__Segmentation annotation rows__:

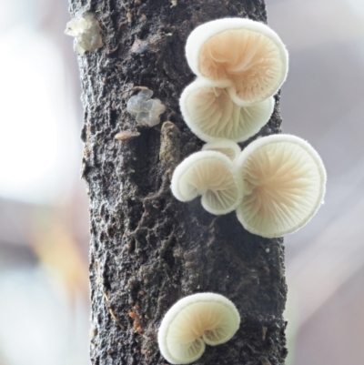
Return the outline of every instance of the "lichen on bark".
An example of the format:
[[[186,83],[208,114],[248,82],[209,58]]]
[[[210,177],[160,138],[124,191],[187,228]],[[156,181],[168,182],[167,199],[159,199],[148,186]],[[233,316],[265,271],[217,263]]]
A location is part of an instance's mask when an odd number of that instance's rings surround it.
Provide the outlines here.
[[[95,14],[105,45],[78,58],[82,177],[90,201],[92,363],[167,364],[157,343],[163,315],[184,296],[211,291],[236,304],[242,323],[229,342],[208,347],[196,364],[283,364],[282,239],[251,235],[234,213],[214,217],[199,199],[178,202],[169,188],[177,164],[203,145],[178,108],[194,78],[184,56],[188,34],[219,17],[265,22],[264,1],[71,0],[71,13],[81,6]],[[137,86],[166,105],[158,126],[136,126],[127,114]],[[276,101],[259,135],[280,132],[278,96]],[[116,139],[120,132],[133,138]]]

__SHORT EXERCISE__: Copy every row above word for word, omitting the pictures.

__RESPONSE TO THIS TASK__:
Return the outline of every instance of the "lichen on bark".
An example of the format:
[[[186,83],[208,114],[248,82],[209,58]]]
[[[210,177],[160,138],[124,191],[187,228]],[[156,181],[168,182],[167,199],[159,199],[148,186]],[[233,316],[265,271],[217,263]]]
A location is part of an instance's mask when an odd number of that instance's rings surround it.
Provide the outlines here.
[[[95,14],[105,45],[78,58],[82,177],[90,201],[92,363],[167,364],[157,343],[163,315],[184,296],[211,291],[236,304],[242,323],[229,342],[208,347],[196,364],[283,364],[282,239],[251,235],[234,213],[214,217],[199,199],[178,202],[169,188],[177,164],[203,145],[178,108],[194,78],[184,56],[188,34],[219,17],[265,22],[264,1],[71,0],[71,13],[81,6]],[[137,86],[166,105],[158,126],[136,126],[127,114]],[[276,101],[259,135],[280,132],[278,96]],[[116,139],[120,132],[133,138]]]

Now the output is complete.